[Exercise goal] Transcribe the records verbatim, images excluded.

[Opening Provided data section]

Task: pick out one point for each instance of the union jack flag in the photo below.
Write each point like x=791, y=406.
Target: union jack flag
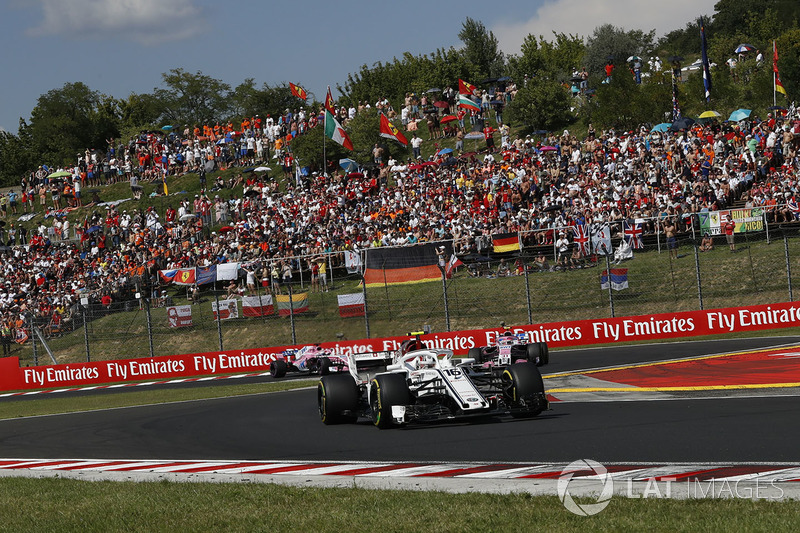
x=581, y=239
x=632, y=232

[Closing Provided data section]

[Exercise response]
Task: pick out one point for each instance of the union jack flag in the photo below.
Write each point like x=791, y=406.
Target: union jack flag
x=581, y=239
x=632, y=232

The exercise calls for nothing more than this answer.